INPUT ROWS:
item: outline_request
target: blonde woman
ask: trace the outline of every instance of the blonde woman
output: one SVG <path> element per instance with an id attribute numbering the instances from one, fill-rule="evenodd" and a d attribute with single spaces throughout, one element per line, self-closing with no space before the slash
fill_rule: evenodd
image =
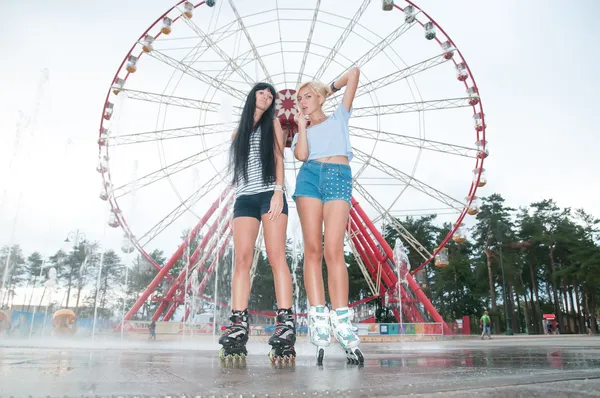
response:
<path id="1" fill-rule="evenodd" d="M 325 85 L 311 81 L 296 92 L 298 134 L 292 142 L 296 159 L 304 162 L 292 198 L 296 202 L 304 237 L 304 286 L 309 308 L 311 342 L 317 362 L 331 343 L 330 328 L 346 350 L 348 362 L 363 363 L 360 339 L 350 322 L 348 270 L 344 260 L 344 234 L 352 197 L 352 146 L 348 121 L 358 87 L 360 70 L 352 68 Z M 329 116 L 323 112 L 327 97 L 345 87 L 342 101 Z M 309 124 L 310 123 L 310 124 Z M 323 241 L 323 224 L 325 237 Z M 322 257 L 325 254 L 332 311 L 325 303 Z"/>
--
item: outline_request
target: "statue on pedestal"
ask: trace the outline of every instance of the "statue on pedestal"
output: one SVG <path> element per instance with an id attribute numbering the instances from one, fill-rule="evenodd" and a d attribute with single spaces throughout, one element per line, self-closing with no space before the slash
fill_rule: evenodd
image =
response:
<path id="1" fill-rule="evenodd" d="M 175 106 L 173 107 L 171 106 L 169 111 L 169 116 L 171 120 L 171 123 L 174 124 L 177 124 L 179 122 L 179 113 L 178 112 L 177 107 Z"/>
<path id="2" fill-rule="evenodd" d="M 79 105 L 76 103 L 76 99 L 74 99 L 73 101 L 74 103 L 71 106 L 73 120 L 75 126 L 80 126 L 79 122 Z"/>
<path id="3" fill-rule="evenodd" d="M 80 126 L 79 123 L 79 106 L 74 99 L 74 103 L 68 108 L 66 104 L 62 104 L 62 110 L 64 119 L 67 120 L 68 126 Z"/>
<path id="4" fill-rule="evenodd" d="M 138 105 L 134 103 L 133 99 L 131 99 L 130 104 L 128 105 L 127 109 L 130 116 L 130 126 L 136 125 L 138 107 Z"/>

TASK:
Please return every line of the records above that contains the string "blonde", treating case as significant.

COMPLETE OUTPUT:
target: blonde woman
ask: trace the outline of every instance of the blonde woman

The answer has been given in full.